WHAT YOU WILL DO = In the copy, include every entry exactly but none of the images.

MATERIAL PROVIDED =
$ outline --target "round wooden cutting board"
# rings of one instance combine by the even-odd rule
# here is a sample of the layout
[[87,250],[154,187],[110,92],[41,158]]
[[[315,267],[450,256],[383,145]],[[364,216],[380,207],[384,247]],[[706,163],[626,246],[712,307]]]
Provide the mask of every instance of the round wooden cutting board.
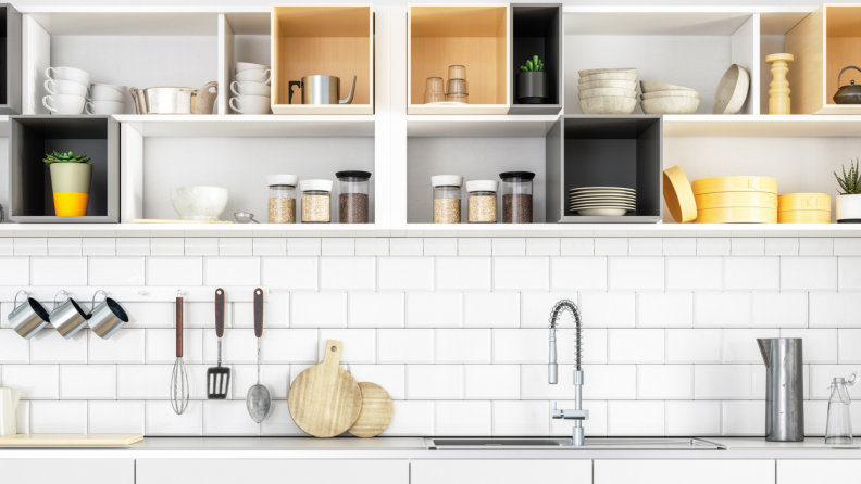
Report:
[[299,373],[287,396],[294,422],[309,435],[334,437],[347,432],[362,409],[362,391],[340,367],[344,343],[328,340],[323,362]]
[[350,428],[357,437],[375,437],[386,430],[395,415],[395,406],[386,389],[376,383],[359,383],[362,389],[362,411]]

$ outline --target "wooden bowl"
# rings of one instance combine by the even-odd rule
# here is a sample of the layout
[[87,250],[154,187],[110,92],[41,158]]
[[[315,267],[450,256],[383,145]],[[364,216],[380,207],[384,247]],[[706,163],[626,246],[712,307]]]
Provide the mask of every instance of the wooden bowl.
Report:
[[583,114],[631,114],[637,107],[636,98],[604,95],[579,101]]
[[646,114],[694,114],[699,106],[697,98],[653,98],[640,103]]
[[597,88],[597,89],[581,89],[581,91],[577,92],[577,98],[579,99],[601,98],[604,95],[619,97],[619,98],[636,98],[637,91],[632,91],[631,89],[620,89],[620,88]]
[[577,79],[577,84],[595,82],[596,80],[627,80],[634,82],[637,80],[636,74],[627,73],[607,73],[607,74],[592,74]]

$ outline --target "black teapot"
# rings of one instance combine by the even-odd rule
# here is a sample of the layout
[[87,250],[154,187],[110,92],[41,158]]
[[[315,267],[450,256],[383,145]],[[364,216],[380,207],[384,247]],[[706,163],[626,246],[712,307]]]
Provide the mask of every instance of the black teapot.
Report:
[[850,81],[849,86],[840,86],[840,76],[843,75],[844,71],[848,68],[853,68],[858,72],[861,72],[861,68],[858,68],[853,65],[849,67],[844,67],[840,71],[840,74],[837,76],[837,93],[834,94],[834,102],[837,104],[861,104],[861,86],[857,86],[854,80]]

TASK RESULT =
$ outline --target "round wooden cutting board"
# rings of one instance combine by the even-odd rule
# here is a sample of the layout
[[87,250],[154,187],[110,92],[41,158]]
[[[315,267],[450,256],[383,145]],[[364,216],[380,207],[384,247]],[[706,163],[626,246],[712,307]]]
Provide the mask of every instance of the round wooden cutting board.
Report:
[[299,373],[287,396],[294,422],[309,435],[334,437],[347,432],[362,409],[362,391],[340,367],[344,343],[328,340],[323,362]]
[[350,428],[357,437],[375,437],[386,430],[395,415],[395,406],[386,389],[376,383],[359,383],[362,389],[362,411]]

$ outline --target "wooden bowl"
# rings of one instance combine by the even-odd rule
# here is a sample of the layout
[[87,250],[154,187],[110,92],[41,158]]
[[[315,267],[450,256],[383,145]],[[364,216],[380,207],[384,247]],[[706,163],[626,246],[712,307]]]
Provide the mask of every instance of the wooden bowl.
Report:
[[583,114],[631,114],[637,107],[636,98],[604,95],[579,101]]
[[646,114],[694,114],[699,106],[697,98],[653,98],[640,103]]
[[597,88],[597,89],[581,89],[581,91],[577,92],[577,98],[579,99],[601,98],[604,95],[619,97],[619,98],[636,98],[637,91],[632,91],[631,89],[620,89],[620,88]]
[[577,79],[577,84],[595,82],[596,80],[627,80],[634,82],[637,80],[636,74],[627,73],[607,73],[607,74],[592,74]]

$ outline --target "black teapot"
# rings of one instance combine by the even-odd rule
# here is a sample of the layout
[[87,250],[154,187],[110,92],[41,158]]
[[[315,267],[450,256],[383,145]],[[364,216],[380,207],[384,247]],[[706,163],[626,246],[712,307]]]
Provide the mask of every instance of the black teapot.
Report:
[[850,81],[849,86],[840,86],[840,76],[843,75],[844,71],[848,68],[853,68],[858,72],[861,72],[861,68],[858,68],[853,65],[849,67],[844,67],[840,71],[840,74],[837,76],[837,93],[834,94],[834,102],[837,104],[861,104],[861,86],[857,86],[854,80]]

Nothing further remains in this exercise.